# [Problem to solve]
Exactly as written, print every line of the listing below and omit its pictures.

# [Material shown]
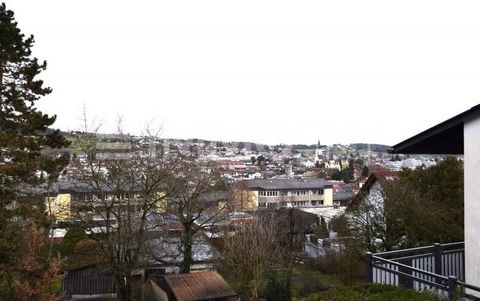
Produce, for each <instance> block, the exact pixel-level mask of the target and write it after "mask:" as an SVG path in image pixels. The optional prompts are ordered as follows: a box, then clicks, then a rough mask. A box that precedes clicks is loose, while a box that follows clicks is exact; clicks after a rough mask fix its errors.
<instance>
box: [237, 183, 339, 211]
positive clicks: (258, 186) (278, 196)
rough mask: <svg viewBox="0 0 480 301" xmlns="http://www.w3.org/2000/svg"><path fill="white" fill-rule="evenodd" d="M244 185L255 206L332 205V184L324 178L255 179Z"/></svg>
mask: <svg viewBox="0 0 480 301" xmlns="http://www.w3.org/2000/svg"><path fill="white" fill-rule="evenodd" d="M244 187H245V190H247V192H248V194H249V195H250V199H251V201H252V202H253V203H254V204H255V205H256V207H257V208H279V207H312V206H320V205H324V206H333V185H332V184H330V183H329V181H327V180H325V179H319V178H308V179H291V178H288V179H255V180H249V181H246V183H245V186H244Z"/></svg>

# [Task answer]
Produce, for each <instance> block, the exact pixel-level mask of the target and write it after "mask:" as an SVG path in image pixels. The optional prompts are ordered as follows: a box, then clicks, then a rough mask. A box that precedes clicks is loose, while a box that follows clicks is exact; clicks after a rough mask fix its errors.
<instance>
box: [237, 183, 339, 211]
positive clicks: (258, 186) (278, 196)
rough mask: <svg viewBox="0 0 480 301" xmlns="http://www.w3.org/2000/svg"><path fill="white" fill-rule="evenodd" d="M244 185L255 206L332 205V184L324 178L255 179Z"/></svg>
mask: <svg viewBox="0 0 480 301" xmlns="http://www.w3.org/2000/svg"><path fill="white" fill-rule="evenodd" d="M244 187H245V190H247V192H248V194H249V195H250V199H251V201H252V202H253V203H254V204H255V205H256V207H257V208H279V207H312V206H320V205H324V206H333V185H332V184H330V183H329V181H327V180H325V179H319V178H308V179H291V178H288V179H255V180H249V181H246V183H245V186H244Z"/></svg>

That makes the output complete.